Records for this task
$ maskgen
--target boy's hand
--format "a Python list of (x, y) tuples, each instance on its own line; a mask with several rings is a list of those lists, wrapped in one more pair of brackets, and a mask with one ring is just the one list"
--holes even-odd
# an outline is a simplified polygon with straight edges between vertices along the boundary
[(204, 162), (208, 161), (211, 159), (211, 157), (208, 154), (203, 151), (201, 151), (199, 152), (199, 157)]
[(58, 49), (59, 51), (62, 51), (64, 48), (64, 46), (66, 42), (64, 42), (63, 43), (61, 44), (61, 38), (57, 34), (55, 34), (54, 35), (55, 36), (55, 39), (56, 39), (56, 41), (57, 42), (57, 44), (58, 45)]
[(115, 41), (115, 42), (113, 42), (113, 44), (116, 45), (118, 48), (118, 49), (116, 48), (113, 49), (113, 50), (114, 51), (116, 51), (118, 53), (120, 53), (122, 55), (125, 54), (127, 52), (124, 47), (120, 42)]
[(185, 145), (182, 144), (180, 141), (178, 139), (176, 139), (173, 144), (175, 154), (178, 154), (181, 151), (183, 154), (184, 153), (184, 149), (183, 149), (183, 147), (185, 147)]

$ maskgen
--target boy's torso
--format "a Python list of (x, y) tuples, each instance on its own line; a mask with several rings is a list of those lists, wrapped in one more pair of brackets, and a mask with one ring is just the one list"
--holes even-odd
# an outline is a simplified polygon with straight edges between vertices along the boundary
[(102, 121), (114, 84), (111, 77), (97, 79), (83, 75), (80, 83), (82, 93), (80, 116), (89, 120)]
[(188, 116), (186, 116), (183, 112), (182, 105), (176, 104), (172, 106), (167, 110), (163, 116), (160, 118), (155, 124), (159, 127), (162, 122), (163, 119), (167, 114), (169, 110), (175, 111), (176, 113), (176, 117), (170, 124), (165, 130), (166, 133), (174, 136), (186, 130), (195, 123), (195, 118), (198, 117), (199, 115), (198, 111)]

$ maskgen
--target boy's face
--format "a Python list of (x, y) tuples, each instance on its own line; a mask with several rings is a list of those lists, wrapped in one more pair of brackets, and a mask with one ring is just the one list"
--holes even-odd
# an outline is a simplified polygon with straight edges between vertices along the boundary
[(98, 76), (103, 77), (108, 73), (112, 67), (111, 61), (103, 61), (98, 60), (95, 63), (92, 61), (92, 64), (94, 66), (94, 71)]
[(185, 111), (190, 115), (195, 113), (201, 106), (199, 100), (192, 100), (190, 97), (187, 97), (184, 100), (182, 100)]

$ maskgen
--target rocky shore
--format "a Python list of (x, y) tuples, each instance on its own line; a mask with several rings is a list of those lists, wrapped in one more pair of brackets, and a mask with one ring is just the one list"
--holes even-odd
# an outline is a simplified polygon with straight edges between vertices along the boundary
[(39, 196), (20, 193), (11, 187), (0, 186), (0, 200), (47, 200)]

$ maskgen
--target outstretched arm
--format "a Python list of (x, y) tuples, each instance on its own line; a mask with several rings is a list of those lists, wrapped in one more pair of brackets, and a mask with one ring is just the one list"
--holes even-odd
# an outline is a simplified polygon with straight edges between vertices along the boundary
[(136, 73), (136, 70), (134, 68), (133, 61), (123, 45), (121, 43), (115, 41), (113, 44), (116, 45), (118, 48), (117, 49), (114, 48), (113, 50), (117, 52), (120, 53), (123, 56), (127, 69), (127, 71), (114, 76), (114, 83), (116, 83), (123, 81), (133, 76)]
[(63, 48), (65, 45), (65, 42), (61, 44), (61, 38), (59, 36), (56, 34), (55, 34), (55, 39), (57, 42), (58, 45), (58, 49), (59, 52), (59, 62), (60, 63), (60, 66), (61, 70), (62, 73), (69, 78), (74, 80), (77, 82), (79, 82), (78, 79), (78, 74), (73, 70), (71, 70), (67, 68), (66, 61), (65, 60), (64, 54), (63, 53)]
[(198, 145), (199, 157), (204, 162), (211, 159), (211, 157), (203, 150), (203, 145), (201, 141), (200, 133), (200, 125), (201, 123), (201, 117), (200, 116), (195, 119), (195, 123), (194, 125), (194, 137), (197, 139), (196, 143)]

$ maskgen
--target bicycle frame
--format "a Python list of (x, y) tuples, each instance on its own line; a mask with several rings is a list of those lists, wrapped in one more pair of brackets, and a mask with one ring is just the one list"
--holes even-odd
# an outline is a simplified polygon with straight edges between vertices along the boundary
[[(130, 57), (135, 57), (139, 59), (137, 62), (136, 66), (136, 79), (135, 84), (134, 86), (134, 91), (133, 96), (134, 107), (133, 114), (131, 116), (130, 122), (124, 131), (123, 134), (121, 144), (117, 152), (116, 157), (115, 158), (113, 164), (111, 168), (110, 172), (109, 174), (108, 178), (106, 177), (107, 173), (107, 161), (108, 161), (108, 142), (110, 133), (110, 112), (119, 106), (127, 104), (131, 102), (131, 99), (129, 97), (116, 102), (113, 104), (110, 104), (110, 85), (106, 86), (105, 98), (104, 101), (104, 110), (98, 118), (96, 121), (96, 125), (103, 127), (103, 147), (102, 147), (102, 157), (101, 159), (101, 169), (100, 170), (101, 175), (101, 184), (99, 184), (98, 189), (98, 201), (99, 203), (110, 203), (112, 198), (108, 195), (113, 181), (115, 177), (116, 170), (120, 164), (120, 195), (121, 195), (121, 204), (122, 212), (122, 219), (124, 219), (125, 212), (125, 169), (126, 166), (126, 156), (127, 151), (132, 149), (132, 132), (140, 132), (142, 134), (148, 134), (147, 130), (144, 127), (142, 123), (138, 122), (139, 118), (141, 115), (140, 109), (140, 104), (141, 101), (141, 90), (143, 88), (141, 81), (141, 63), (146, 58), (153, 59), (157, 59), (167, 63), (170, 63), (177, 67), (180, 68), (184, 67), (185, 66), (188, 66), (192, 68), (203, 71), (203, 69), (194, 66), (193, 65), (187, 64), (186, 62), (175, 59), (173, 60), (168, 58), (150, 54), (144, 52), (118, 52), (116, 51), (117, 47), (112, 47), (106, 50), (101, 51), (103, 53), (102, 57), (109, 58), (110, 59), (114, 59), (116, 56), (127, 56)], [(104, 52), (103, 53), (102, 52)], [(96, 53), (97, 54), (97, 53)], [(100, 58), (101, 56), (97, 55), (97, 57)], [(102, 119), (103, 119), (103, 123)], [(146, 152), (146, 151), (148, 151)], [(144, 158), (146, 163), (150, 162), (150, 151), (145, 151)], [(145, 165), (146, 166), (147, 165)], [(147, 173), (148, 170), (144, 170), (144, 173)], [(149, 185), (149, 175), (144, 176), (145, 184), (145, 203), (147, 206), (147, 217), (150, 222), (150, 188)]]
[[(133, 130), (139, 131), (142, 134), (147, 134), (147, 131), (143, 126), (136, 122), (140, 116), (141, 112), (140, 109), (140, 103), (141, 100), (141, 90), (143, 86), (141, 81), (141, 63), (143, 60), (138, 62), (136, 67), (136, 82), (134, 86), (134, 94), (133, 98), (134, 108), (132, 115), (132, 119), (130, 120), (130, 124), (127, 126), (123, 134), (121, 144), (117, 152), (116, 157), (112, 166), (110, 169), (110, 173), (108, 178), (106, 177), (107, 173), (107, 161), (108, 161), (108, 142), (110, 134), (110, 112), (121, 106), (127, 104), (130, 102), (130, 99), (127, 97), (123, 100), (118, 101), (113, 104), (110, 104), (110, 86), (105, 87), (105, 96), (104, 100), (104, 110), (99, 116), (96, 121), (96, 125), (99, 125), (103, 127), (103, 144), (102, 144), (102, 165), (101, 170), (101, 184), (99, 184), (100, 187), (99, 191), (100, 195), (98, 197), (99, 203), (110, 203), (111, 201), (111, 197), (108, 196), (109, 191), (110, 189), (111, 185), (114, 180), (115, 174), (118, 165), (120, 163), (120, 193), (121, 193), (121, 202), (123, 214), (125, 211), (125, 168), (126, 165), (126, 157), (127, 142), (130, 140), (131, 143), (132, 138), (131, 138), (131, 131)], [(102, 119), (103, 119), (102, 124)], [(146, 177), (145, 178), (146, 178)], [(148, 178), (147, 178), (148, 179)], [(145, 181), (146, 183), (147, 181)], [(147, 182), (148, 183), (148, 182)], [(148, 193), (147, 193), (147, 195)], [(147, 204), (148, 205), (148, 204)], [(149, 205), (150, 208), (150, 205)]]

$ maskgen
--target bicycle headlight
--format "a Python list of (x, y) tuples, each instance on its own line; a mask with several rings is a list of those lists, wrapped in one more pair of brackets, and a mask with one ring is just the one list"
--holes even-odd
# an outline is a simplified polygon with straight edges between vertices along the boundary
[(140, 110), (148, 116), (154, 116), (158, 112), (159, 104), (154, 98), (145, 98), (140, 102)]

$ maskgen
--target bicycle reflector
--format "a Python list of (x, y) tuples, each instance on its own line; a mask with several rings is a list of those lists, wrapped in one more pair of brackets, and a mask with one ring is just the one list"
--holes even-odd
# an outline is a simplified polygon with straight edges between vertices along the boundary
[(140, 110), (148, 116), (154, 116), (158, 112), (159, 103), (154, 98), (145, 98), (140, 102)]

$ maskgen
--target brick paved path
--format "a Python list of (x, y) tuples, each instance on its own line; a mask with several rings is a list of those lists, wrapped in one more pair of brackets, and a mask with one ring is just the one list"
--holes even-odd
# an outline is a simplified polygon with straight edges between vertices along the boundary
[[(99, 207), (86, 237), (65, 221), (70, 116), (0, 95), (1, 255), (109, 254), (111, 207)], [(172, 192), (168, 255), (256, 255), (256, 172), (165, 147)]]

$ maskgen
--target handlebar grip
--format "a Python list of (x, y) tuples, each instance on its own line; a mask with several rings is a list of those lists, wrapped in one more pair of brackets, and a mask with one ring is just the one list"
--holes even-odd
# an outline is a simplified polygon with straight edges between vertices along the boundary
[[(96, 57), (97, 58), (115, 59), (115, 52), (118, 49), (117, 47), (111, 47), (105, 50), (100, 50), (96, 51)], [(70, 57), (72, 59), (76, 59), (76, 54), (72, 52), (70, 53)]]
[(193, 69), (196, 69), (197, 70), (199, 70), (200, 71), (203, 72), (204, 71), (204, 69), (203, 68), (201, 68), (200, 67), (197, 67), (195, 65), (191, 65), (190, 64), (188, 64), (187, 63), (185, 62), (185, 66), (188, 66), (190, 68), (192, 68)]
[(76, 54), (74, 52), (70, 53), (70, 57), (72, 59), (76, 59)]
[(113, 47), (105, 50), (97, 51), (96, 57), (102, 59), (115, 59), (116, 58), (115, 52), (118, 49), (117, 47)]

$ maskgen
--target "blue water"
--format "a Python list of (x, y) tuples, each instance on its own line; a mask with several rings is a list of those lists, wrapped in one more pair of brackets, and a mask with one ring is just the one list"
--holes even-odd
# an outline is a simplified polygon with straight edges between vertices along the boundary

What the task requires
Count how many of the lines above contain the string "target", and reply with that number only.

Correct result
11